**EXERCISE PROMPT:**
Copy out the rows below word for word, leaving out the pictures.
*** INPUT ROWS ***
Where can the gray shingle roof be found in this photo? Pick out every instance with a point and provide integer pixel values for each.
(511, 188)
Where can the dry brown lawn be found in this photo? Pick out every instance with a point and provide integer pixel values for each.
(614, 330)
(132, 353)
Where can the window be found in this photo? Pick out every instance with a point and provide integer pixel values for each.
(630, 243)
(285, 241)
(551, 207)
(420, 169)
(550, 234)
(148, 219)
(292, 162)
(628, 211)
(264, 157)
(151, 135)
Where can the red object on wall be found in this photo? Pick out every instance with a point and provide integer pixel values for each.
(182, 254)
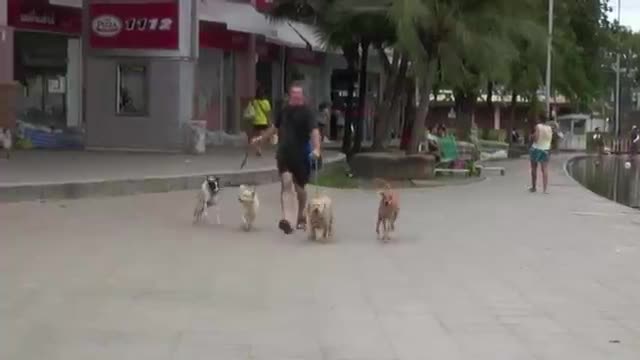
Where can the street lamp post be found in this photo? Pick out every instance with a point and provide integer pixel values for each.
(549, 47)
(617, 100)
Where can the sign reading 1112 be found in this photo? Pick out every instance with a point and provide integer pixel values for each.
(144, 24)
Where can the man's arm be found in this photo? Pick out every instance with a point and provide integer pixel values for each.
(315, 140)
(315, 133)
(535, 133)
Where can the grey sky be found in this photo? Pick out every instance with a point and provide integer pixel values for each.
(629, 13)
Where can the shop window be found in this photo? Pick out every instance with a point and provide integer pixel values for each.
(132, 90)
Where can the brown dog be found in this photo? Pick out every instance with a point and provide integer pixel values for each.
(387, 210)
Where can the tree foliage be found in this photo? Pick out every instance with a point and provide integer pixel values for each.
(472, 47)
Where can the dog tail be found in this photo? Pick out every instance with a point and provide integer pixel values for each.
(382, 183)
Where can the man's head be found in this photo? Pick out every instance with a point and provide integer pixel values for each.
(260, 93)
(542, 119)
(296, 94)
(324, 107)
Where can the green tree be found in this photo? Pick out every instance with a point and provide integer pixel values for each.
(352, 32)
(468, 39)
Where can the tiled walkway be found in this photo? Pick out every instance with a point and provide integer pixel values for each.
(484, 271)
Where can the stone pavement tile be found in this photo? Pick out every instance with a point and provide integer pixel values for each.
(209, 345)
(346, 338)
(420, 337)
(493, 346)
(563, 347)
(60, 343)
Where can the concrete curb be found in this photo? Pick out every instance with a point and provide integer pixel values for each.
(122, 187)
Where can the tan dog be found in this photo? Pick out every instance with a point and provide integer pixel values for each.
(387, 210)
(6, 141)
(320, 218)
(248, 197)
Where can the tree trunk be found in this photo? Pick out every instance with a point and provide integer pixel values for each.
(426, 85)
(490, 95)
(362, 99)
(512, 116)
(350, 53)
(388, 107)
(409, 111)
(465, 107)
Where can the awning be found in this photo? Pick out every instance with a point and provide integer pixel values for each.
(237, 16)
(296, 35)
(68, 3)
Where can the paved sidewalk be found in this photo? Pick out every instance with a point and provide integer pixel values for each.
(485, 271)
(70, 166)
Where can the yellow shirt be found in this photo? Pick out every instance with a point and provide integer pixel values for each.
(262, 109)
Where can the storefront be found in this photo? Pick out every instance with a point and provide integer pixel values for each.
(140, 70)
(269, 69)
(47, 64)
(306, 67)
(215, 78)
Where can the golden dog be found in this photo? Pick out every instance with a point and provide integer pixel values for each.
(248, 197)
(320, 218)
(387, 210)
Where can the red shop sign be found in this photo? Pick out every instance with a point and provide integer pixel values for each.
(213, 35)
(262, 5)
(304, 56)
(135, 25)
(39, 15)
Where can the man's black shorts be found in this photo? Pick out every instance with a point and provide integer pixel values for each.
(298, 166)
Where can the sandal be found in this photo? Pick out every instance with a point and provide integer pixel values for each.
(285, 226)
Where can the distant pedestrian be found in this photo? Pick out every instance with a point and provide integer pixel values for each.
(515, 136)
(540, 153)
(634, 137)
(324, 117)
(598, 141)
(259, 113)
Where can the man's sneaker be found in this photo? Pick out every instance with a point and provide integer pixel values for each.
(285, 227)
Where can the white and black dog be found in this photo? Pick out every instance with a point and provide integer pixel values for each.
(208, 196)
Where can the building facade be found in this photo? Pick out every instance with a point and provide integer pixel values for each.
(135, 74)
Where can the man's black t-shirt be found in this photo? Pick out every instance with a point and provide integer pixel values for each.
(294, 125)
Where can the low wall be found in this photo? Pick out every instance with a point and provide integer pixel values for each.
(393, 166)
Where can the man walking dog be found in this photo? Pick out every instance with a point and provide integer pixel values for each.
(296, 126)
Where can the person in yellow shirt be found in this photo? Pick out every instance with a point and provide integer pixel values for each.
(262, 115)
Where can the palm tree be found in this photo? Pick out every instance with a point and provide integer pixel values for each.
(351, 32)
(467, 38)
***
**ANSWER FOR THIS EXERCISE:**
Where can the gray shingle roof be found in this photo? Pick out every instance with a point and provide integer pixel values for each.
(511, 188)
Where can the dry brown lawn be found in this photo? Pick out every instance with a point and provide integer pixel values for each.
(614, 330)
(132, 353)
Where can the window be found in this photo? Pick out every instance with a point and provide integer pixel values for each.
(630, 243)
(285, 241)
(551, 207)
(420, 169)
(550, 234)
(148, 219)
(292, 162)
(628, 211)
(264, 157)
(151, 135)
Where can the red object on wall be found in this photo? Pick out every instance with a point and provide integer pixel values for each.
(182, 254)
Where can the street lamp post be found in this photo? Pick out every instance with a point and provide integer pixel values for each.
(549, 47)
(617, 100)
Where can the sign reading 1112 be found in this photo? Pick out every instance with a point and provide integer pixel values for each.
(144, 24)
Where can the man's arm be found in this photo? Pick out every instance with a point and provide integer pixel values for each.
(315, 140)
(315, 133)
(535, 133)
Where can the grey sky be found in this photo? Pick out every instance with a point and provide integer pixel values for each.
(629, 13)
Where can the shop window be found in this photo? Pick out every instance with a point and provide integer pixel values for each.
(132, 90)
Where can the brown dog be found in this photo? Pick out every instance with a point and provide integer pixel values for each.
(387, 210)
Where can the tree foliage be found in this photo? Pick out every instance with a point and provide integer pixel values for each.
(472, 47)
Where can the dog tail be found in this photo? Pick out every instance with a point and provide integer pixel values for each.
(382, 183)
Where can the man's head be found in this photo? Pick out every instance with a point and provide integer pixel values for each.
(260, 93)
(542, 119)
(296, 94)
(324, 107)
Where can the green tree be found in this photo? Pick out every instance with a point and provide integer pixel values for each.
(352, 32)
(468, 39)
Where can the tiled walkway be found in this photo? Pick out every instance with a point and provide integer pixel values for each.
(484, 271)
Where can the stone pavement tile be found in this photo? Pick out every instance with a point and provide integer pixel values for each.
(209, 345)
(346, 338)
(420, 337)
(493, 346)
(563, 347)
(60, 343)
Where can the concrete curb be found in this photo? Pick out every instance with a point and provide integer pixel values for each.
(122, 187)
Where can the tan dog be found in this photo? Pick out every instance with a point and provide integer pixel values for each.
(387, 210)
(6, 141)
(320, 218)
(248, 197)
Where can the tree trunk be found in this photo? Pick out every instance with a point and provide integer pixel values for each.
(426, 85)
(490, 95)
(362, 99)
(512, 116)
(350, 53)
(388, 107)
(409, 111)
(465, 107)
Where can the awning be found in this photo? Pick out every instance with a point and provide integer pixel values for each.
(237, 16)
(296, 35)
(68, 3)
Where can the paved sidewalk be found in this photo? Pick out every instance with a point and provide integer pixel values for each.
(485, 271)
(70, 166)
Where can the yellow shirt be found in this photo? Pick out every instance with a point and provide integer pixel values for each.
(262, 109)
Where can the storefront be found in this photo? Pick out every instance with a point and provide integer pixel values for each.
(140, 70)
(269, 69)
(47, 64)
(306, 67)
(215, 78)
Where can the golden dog be found in this photo? Pick out every instance with a point and provide integer pixel values for each.
(248, 197)
(320, 218)
(387, 210)
Where can the red shop sign be found in this photo? Pick out every instance with a point and provide integer pixel values for each.
(213, 35)
(262, 5)
(304, 56)
(135, 25)
(39, 15)
Where can the man's black shorts be found in this photo? Pick out every instance with a point and provide integer pixel values for each.
(298, 166)
Where can the sandal be found in this photo? Pick out every instance with a point and provide integer pixel values for each.
(285, 226)
Where can the distant pedestrian be found in this photo? Pick out every instance with a point and provide integer pixel values for each.
(515, 136)
(540, 153)
(634, 137)
(324, 117)
(598, 141)
(259, 113)
Where can the man's sneaker be found in this photo? Pick out every instance with a point and provide integer pixel values for each.
(285, 227)
Where can the white and black dog be found in this photo? Pick out every instance with a point and provide integer pixel values for each.
(208, 196)
Where can the building facade be found in this photo? Pick out every instance with a point and provide integer pixel values for each.
(135, 74)
Where can the man's black t-shirt be found in this photo? Pick out every instance with a point and provide integer pixel values for each.
(294, 125)
Where can the low wall be found in this photo? Pick out every instance with a point and provide integer pixel values for each.
(393, 166)
Where can the man walking dog be found in this photo? Pick out every instance with a point and provide integer pixel values for each.
(296, 126)
Where can the person in yellow shirt be found in this photo? Pick out every instance with a point and provide integer pixel values for each.
(262, 115)
Where can the palm tree be found in this photo? Pick out every instance with a point and provide integer pixel values for each.
(351, 32)
(467, 38)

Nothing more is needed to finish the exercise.